::: INFORMATION SUPPLIED :::

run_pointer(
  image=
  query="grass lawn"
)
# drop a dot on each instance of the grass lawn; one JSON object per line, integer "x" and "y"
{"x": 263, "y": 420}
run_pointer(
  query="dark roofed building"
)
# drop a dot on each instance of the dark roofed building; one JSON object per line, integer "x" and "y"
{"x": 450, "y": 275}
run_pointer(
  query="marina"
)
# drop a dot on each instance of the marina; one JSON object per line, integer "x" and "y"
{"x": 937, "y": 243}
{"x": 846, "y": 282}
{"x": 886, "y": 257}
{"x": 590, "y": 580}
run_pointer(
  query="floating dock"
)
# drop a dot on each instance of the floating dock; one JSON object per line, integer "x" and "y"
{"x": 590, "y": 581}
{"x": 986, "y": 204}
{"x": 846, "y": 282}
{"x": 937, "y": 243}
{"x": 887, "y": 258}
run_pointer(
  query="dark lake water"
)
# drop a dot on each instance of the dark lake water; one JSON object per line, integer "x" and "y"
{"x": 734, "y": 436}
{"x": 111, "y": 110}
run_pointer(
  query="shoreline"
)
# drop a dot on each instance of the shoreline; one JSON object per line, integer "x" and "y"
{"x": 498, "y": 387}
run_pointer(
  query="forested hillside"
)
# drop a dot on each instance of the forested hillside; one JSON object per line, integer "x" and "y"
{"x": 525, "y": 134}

:::
::: INFORMATION SUPPLIED :::

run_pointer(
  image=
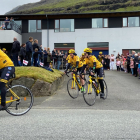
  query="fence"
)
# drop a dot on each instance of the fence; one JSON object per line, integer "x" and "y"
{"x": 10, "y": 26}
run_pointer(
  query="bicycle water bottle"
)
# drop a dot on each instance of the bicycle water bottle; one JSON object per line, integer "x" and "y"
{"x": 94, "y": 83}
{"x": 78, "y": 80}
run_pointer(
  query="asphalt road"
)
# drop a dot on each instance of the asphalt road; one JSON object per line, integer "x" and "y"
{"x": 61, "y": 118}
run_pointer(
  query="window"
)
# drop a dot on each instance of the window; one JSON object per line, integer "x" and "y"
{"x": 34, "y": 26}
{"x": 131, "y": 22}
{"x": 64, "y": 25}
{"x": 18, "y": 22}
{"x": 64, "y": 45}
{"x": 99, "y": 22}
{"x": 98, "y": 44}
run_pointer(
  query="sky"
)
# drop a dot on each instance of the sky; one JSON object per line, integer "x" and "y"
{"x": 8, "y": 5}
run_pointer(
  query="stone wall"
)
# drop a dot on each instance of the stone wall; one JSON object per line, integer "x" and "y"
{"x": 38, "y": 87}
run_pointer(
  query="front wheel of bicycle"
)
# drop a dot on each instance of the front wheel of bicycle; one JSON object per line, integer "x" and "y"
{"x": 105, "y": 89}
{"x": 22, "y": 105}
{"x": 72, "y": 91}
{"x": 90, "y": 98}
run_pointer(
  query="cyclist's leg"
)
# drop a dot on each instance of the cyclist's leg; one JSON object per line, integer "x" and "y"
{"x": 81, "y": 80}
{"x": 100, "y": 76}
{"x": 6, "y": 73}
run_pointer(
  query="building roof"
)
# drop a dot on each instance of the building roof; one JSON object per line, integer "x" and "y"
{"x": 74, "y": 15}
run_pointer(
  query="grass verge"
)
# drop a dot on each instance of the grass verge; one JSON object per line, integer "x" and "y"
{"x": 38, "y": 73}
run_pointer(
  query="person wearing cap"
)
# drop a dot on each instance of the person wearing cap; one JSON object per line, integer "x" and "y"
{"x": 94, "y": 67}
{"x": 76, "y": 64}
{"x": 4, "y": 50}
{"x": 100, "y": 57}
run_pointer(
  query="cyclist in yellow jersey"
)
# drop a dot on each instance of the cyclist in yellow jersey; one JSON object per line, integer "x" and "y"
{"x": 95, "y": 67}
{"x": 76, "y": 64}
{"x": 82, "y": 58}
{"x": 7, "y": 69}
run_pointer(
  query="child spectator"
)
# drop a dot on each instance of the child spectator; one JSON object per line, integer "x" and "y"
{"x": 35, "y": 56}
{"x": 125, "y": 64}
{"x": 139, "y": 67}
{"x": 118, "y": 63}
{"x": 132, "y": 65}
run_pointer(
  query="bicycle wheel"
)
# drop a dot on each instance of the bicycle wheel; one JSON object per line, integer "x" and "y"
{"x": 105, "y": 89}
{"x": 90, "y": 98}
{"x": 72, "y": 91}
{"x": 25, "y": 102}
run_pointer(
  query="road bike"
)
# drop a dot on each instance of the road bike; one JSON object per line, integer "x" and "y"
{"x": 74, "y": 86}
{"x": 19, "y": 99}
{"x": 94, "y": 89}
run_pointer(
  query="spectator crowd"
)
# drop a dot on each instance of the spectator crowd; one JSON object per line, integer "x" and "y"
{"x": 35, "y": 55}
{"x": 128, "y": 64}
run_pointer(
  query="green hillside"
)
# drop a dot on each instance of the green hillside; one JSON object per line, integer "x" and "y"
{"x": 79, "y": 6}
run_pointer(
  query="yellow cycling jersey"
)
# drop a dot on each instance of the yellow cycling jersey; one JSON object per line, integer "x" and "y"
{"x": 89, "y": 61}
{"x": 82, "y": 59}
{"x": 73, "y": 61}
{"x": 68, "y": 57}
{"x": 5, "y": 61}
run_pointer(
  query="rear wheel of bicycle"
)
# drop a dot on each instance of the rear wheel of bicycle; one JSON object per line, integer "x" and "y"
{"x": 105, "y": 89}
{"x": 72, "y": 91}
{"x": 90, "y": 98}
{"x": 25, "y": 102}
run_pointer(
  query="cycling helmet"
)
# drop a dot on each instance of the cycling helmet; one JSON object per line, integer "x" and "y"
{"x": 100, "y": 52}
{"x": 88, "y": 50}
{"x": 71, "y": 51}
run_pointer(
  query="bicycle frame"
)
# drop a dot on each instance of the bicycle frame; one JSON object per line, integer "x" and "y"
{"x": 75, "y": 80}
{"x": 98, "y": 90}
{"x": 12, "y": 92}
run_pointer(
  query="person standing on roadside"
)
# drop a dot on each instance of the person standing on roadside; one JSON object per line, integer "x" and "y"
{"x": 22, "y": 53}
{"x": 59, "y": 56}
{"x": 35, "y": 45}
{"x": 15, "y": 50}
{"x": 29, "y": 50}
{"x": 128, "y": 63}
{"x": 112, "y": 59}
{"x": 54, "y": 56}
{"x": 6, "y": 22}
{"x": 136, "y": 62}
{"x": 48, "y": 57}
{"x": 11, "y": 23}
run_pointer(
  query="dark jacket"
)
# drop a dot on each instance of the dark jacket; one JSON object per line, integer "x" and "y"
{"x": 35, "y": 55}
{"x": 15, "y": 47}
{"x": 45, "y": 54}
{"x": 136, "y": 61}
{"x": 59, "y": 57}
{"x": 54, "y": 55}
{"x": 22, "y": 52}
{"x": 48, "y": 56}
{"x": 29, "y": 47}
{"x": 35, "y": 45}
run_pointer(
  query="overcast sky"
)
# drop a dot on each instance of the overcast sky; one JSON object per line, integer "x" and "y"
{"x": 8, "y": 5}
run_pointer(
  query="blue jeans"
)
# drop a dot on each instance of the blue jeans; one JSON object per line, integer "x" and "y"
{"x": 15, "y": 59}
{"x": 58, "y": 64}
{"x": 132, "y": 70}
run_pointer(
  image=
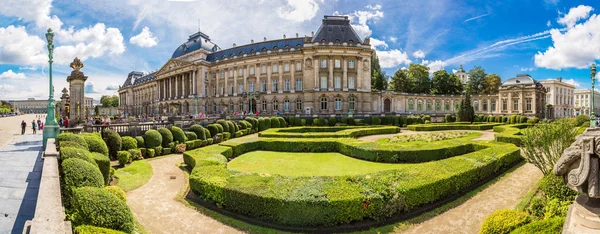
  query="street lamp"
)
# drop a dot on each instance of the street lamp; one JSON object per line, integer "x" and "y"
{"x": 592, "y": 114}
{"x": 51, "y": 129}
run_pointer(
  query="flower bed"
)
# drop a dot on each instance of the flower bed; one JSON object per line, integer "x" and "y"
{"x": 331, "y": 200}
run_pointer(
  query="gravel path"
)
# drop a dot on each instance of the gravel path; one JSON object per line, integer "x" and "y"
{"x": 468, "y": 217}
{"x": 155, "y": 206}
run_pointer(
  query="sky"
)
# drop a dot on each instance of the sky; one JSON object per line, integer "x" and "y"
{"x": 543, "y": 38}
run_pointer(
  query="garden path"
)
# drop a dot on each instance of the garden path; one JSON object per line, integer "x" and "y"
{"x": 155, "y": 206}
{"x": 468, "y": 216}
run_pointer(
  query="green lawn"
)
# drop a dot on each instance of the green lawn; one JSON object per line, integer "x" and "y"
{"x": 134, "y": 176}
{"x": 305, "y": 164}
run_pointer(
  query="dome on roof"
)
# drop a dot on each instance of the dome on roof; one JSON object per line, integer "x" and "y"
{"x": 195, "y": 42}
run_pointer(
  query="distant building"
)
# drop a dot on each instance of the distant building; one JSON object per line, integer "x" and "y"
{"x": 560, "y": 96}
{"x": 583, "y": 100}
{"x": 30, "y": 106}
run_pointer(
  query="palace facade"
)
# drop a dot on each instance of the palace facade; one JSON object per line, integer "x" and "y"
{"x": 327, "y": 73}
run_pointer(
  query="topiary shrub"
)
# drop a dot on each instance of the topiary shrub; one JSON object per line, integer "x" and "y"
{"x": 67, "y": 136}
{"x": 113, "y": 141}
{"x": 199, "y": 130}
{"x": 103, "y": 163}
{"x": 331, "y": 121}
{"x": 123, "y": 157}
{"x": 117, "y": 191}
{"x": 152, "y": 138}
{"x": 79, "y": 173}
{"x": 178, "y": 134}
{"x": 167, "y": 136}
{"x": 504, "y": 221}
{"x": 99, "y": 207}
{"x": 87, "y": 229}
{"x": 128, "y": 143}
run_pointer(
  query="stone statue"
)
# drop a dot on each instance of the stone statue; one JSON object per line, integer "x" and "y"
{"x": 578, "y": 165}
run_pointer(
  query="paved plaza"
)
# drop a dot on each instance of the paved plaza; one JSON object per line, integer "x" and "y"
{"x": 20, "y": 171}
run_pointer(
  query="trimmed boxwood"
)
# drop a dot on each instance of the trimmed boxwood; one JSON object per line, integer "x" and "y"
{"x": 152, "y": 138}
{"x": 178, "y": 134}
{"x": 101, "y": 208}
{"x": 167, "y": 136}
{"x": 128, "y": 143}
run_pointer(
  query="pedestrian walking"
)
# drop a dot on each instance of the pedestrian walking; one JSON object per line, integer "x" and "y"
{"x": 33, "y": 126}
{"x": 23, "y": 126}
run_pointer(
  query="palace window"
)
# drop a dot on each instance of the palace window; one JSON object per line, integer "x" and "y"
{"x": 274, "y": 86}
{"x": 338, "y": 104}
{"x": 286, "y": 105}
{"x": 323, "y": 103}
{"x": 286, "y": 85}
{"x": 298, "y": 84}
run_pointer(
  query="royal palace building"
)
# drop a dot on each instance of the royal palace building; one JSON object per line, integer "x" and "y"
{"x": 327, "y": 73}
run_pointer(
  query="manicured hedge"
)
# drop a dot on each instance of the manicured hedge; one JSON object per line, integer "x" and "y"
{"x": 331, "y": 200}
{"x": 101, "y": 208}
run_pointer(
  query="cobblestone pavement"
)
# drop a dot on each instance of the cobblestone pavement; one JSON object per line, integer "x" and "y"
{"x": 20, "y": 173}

:::

◆ **GOAL**: How many lines in the records contain the word "green"? Give only the number.

◆ **EXERCISE RESULT**: 4